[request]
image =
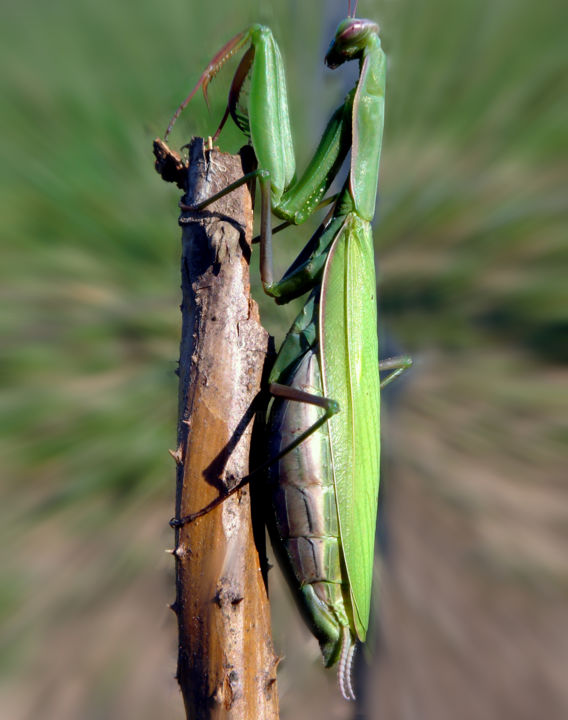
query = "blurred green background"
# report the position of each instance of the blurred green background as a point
(471, 619)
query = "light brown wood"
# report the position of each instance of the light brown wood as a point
(226, 662)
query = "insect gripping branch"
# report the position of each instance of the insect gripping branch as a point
(226, 662)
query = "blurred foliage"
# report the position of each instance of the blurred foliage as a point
(471, 235)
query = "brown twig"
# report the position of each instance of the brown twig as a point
(226, 661)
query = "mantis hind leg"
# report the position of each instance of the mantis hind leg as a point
(396, 365)
(288, 393)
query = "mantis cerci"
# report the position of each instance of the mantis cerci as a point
(323, 423)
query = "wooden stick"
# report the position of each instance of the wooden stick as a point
(226, 662)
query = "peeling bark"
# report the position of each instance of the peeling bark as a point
(226, 662)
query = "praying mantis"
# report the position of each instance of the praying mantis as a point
(323, 424)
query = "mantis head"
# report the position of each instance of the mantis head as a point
(351, 38)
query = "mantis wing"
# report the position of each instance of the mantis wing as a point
(349, 361)
(368, 120)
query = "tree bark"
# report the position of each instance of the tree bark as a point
(226, 661)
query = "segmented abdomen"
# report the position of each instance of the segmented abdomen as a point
(303, 497)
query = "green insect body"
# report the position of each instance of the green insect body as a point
(324, 424)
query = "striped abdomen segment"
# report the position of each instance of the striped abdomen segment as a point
(304, 502)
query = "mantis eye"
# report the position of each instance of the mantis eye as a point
(350, 40)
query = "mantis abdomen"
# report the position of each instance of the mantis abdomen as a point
(305, 510)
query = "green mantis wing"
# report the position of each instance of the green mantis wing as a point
(349, 360)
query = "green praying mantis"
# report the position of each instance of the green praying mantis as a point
(324, 420)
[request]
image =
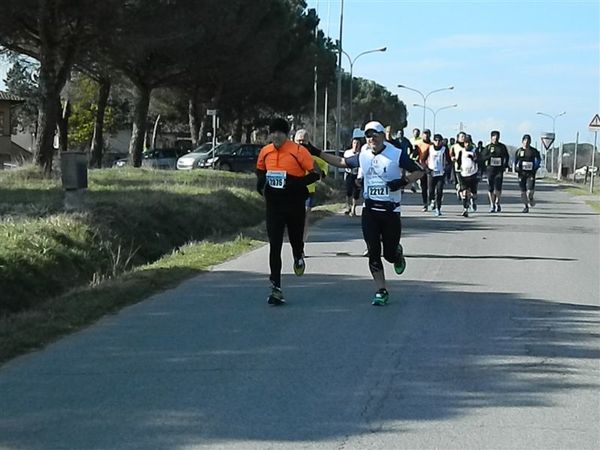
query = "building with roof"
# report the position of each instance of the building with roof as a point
(10, 152)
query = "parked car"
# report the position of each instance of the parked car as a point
(195, 159)
(586, 171)
(235, 157)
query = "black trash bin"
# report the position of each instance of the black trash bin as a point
(73, 166)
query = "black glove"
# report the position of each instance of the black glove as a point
(311, 177)
(261, 180)
(313, 150)
(397, 184)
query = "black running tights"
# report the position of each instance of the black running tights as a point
(279, 216)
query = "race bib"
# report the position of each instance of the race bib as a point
(378, 190)
(276, 178)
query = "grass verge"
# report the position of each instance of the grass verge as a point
(61, 271)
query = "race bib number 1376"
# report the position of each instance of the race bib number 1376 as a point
(276, 178)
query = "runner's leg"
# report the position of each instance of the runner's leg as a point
(295, 216)
(372, 235)
(275, 230)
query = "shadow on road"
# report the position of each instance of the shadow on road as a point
(214, 364)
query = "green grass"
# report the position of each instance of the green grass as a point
(142, 232)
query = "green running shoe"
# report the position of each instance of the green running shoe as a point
(381, 297)
(400, 264)
(299, 266)
(276, 297)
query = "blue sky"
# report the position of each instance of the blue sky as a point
(507, 60)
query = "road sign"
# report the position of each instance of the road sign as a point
(547, 140)
(595, 123)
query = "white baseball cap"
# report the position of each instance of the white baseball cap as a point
(375, 126)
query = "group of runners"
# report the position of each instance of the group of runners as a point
(380, 166)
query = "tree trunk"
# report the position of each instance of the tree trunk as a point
(193, 120)
(155, 131)
(249, 129)
(63, 126)
(47, 118)
(239, 127)
(56, 61)
(97, 149)
(138, 132)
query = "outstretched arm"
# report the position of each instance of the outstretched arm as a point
(337, 161)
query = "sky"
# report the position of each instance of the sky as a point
(507, 60)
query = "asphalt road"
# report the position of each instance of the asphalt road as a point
(490, 341)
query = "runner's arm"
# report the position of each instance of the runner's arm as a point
(337, 161)
(415, 172)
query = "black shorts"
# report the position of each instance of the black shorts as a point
(495, 178)
(527, 181)
(352, 190)
(469, 183)
(381, 227)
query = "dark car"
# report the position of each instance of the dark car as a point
(156, 158)
(235, 157)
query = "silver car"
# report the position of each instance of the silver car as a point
(195, 159)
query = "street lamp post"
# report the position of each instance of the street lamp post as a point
(434, 112)
(352, 61)
(553, 132)
(425, 96)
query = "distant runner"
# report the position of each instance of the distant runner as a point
(302, 137)
(353, 189)
(437, 159)
(527, 162)
(466, 163)
(495, 159)
(380, 166)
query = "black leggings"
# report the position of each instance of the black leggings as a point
(280, 215)
(436, 189)
(381, 227)
(424, 189)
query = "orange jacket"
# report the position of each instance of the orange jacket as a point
(291, 157)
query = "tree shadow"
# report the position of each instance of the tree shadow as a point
(210, 363)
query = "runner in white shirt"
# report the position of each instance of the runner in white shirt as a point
(380, 166)
(466, 163)
(352, 189)
(437, 160)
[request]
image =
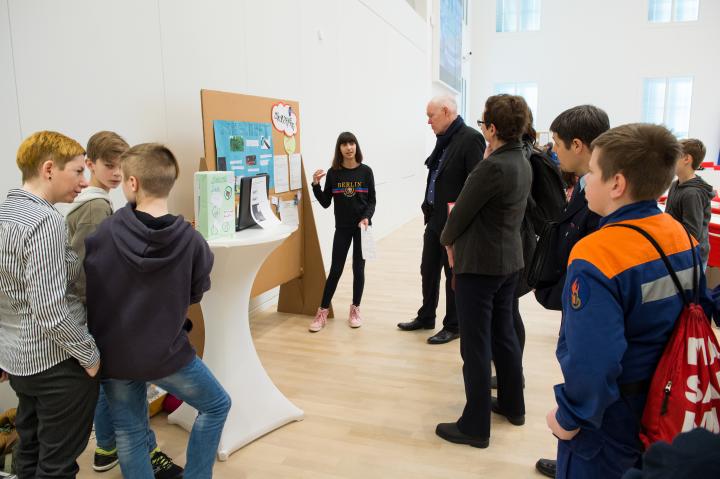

────

TASK DESCRIPTION: Collect and copy out each line in the rows above that contains the string "jacket".

WRITTEN ANSWER:
query = "orange jacket"
# report the position of each instance of the orange jacket as a point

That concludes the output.